Render every line of the items below as a Markdown table with the columns Row and Line, numbering each row and omitting blank lines.

──────────────────────────────

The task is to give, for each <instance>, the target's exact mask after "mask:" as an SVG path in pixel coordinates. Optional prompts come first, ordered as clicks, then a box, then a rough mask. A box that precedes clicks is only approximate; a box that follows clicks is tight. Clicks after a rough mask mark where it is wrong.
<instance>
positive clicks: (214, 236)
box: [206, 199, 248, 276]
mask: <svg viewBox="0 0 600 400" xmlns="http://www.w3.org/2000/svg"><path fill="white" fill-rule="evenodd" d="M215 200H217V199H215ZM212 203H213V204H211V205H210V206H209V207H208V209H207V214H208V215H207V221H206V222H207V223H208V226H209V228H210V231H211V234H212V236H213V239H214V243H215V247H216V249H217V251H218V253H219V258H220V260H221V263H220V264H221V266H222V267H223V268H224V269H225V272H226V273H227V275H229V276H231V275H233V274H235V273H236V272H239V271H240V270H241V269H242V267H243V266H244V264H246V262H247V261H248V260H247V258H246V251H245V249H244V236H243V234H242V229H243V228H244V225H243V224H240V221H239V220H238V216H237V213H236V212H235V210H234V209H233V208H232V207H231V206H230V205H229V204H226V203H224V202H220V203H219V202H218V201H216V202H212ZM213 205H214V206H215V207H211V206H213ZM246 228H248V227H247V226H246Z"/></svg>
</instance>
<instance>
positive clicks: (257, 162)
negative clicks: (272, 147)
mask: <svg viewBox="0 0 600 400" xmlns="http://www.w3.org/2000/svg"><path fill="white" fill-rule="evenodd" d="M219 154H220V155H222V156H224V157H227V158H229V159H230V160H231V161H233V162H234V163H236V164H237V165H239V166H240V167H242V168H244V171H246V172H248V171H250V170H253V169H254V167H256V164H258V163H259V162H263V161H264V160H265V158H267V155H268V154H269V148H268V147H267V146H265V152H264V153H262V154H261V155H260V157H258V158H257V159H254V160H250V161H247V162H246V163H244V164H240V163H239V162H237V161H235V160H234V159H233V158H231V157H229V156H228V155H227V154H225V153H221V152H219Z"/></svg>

──────────────────────────────

* [RESPONSE BOX]
| Row | Line |
|---|---|
| 1 | The task is to give, for each <instance>, the target's exact mask after "mask:" as an SVG path in pixel coordinates. Optional prompts come first, ordered as clicks, then a box, then a rough mask. A box that precedes clicks is only approximate; a box that follows clicks is tight. Clicks after a rough mask mark where it is wrong. |
| 2 | <instance> |
| 3 | positive clicks: (214, 236) |
| 4 | box: [206, 199, 248, 276] |
| 5 | mask: <svg viewBox="0 0 600 400" xmlns="http://www.w3.org/2000/svg"><path fill="white" fill-rule="evenodd" d="M215 200H217V199H215ZM212 203H213V204H211V205H210V206H209V207H208V209H207V214H208V215H207V221H206V222H207V223H208V226H209V228H210V231H211V234H212V236H213V239H214V243H215V247H216V249H217V251H218V253H219V258H220V260H221V263H220V264H221V266H222V267H223V268H224V269H225V272H226V273H227V275H229V276H231V275H233V274H235V273H236V272H239V271H240V270H241V269H242V267H243V266H244V264H246V262H247V261H248V260H247V258H246V251H245V249H244V236H243V234H242V229H243V228H244V225H243V224H240V221H239V220H238V216H237V213H236V212H235V210H234V209H233V208H232V207H231V206H230V205H229V204H226V203H224V202H220V203H219V202H218V201H216V202H212ZM213 205H214V206H215V207H211V206H213ZM246 228H248V227H247V226H246Z"/></svg> |
| 6 | </instance> |
| 7 | <instance> |
| 8 | positive clicks: (257, 162) |
| 9 | negative clicks: (272, 147) |
| 10 | mask: <svg viewBox="0 0 600 400" xmlns="http://www.w3.org/2000/svg"><path fill="white" fill-rule="evenodd" d="M219 154H220V155H222V156H224V157H227V158H229V159H230V160H231V161H233V162H234V163H236V164H237V165H239V166H240V167H242V168H244V171H246V172H248V171H250V170H253V169H254V167H256V164H258V163H259V162H263V161H264V160H265V158H267V155H268V154H269V148H268V147H267V146H265V152H264V153H262V154H261V155H260V157H258V158H257V159H254V160H250V161H247V162H246V163H244V164H240V163H239V162H237V161H235V160H234V159H233V158H231V157H229V156H228V155H227V154H225V153H221V152H219Z"/></svg> |